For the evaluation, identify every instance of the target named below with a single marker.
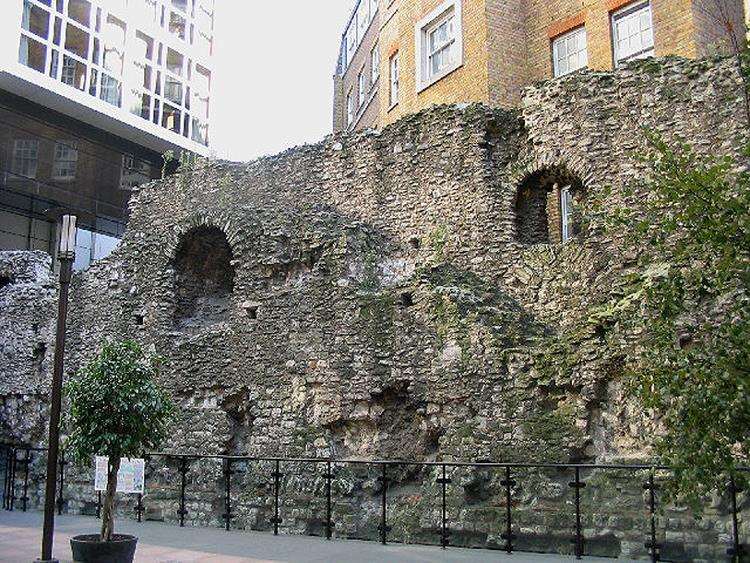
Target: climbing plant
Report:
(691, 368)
★ ★ ★ ★
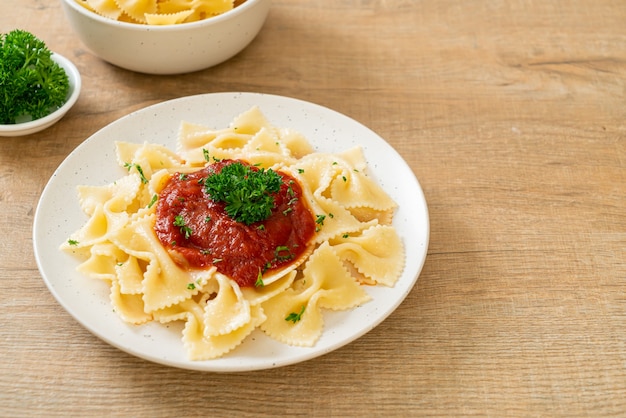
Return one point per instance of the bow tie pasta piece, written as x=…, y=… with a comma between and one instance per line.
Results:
★ ★ ★ ★
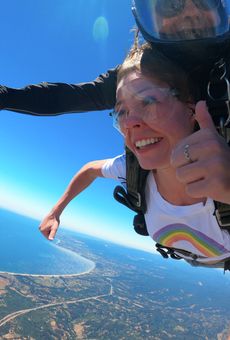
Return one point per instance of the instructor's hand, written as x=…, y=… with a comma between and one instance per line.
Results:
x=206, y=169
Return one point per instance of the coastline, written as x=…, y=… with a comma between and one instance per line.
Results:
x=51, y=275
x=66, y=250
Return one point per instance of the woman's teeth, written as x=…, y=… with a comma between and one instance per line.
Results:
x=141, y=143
★ ★ ★ ★
Return, word for word, the lines of the records starting at the line that contains "Return one point per instance of the coastline, written" and ending at the line that contains "x=141, y=143", including both of those lines.

#### THE ANSWER:
Return one point per instance of the coastline, written as x=…, y=… with a comma between and one instance per line.
Results:
x=51, y=275
x=66, y=250
Return one point per instance of the woman's teeth, written as x=…, y=… with a comma between and one instance per line.
Results:
x=141, y=143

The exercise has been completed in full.